SUPPLIED MATERIAL
== Segment start ==

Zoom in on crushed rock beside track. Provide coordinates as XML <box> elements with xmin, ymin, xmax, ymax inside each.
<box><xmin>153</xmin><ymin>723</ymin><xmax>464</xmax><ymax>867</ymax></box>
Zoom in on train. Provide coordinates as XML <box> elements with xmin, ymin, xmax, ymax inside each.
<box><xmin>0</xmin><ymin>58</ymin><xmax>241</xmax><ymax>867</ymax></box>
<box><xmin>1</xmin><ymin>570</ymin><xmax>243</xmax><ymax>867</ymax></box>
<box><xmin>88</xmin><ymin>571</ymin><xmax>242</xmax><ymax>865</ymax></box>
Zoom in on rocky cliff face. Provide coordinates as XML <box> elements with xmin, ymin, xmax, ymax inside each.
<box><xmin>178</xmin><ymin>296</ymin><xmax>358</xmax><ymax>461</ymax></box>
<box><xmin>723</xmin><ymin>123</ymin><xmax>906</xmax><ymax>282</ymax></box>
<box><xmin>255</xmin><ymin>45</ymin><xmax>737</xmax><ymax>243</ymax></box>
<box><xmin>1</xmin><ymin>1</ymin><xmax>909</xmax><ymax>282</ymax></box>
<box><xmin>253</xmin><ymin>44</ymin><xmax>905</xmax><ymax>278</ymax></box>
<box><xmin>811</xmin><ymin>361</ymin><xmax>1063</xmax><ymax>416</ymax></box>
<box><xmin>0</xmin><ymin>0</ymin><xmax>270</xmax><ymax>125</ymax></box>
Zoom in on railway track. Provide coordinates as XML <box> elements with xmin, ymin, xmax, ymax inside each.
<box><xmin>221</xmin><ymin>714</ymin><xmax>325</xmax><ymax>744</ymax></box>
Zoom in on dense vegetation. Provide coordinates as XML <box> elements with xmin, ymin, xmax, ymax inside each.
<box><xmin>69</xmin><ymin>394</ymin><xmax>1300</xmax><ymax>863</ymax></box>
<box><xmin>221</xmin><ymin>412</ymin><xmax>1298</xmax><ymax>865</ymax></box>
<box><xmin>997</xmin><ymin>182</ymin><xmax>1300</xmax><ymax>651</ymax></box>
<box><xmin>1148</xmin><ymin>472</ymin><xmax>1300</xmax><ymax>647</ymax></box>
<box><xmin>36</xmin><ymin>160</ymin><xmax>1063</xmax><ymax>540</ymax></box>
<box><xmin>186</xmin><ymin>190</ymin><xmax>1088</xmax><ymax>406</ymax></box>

== Segment end ==

WORK TO BE COMPLETED
All of the data shown above must be copied exactly.

FINISHED TASK
Zoom in on crushed rock beside track. Provide coordinates as XML <box> elements with xmin, ymin, xmax, ymax inside each.
<box><xmin>153</xmin><ymin>723</ymin><xmax>464</xmax><ymax>867</ymax></box>
Zoom in on train. Provide coordinates as XML <box> elements with xmin, ymin, xmax, ymax inside each.
<box><xmin>0</xmin><ymin>58</ymin><xmax>241</xmax><ymax>867</ymax></box>
<box><xmin>1</xmin><ymin>570</ymin><xmax>243</xmax><ymax>867</ymax></box>
<box><xmin>88</xmin><ymin>571</ymin><xmax>242</xmax><ymax>865</ymax></box>
Zoom in on rocky cliff face. Provide coordinates as XML <box> elements with xmin, ymin, xmax, ymax inside each.
<box><xmin>178</xmin><ymin>296</ymin><xmax>358</xmax><ymax>461</ymax></box>
<box><xmin>723</xmin><ymin>123</ymin><xmax>906</xmax><ymax>282</ymax></box>
<box><xmin>255</xmin><ymin>45</ymin><xmax>737</xmax><ymax>243</ymax></box>
<box><xmin>1</xmin><ymin>1</ymin><xmax>909</xmax><ymax>282</ymax></box>
<box><xmin>253</xmin><ymin>44</ymin><xmax>905</xmax><ymax>278</ymax></box>
<box><xmin>811</xmin><ymin>361</ymin><xmax>1063</xmax><ymax>416</ymax></box>
<box><xmin>0</xmin><ymin>0</ymin><xmax>270</xmax><ymax>125</ymax></box>
Zoom in on railway track. Provide coordinates as XML <box> elements with xmin, ymin, xmax, ymax inside each.
<box><xmin>221</xmin><ymin>714</ymin><xmax>325</xmax><ymax>744</ymax></box>
Zoom in on dense vegetation. Provide coordinates as XML <box> elements with xmin, ymin, xmax, ymax inside each.
<box><xmin>69</xmin><ymin>394</ymin><xmax>1300</xmax><ymax>863</ymax></box>
<box><xmin>221</xmin><ymin>412</ymin><xmax>1298</xmax><ymax>865</ymax></box>
<box><xmin>997</xmin><ymin>182</ymin><xmax>1300</xmax><ymax>651</ymax></box>
<box><xmin>1148</xmin><ymin>472</ymin><xmax>1300</xmax><ymax>647</ymax></box>
<box><xmin>36</xmin><ymin>160</ymin><xmax>1063</xmax><ymax>540</ymax></box>
<box><xmin>186</xmin><ymin>190</ymin><xmax>1088</xmax><ymax>406</ymax></box>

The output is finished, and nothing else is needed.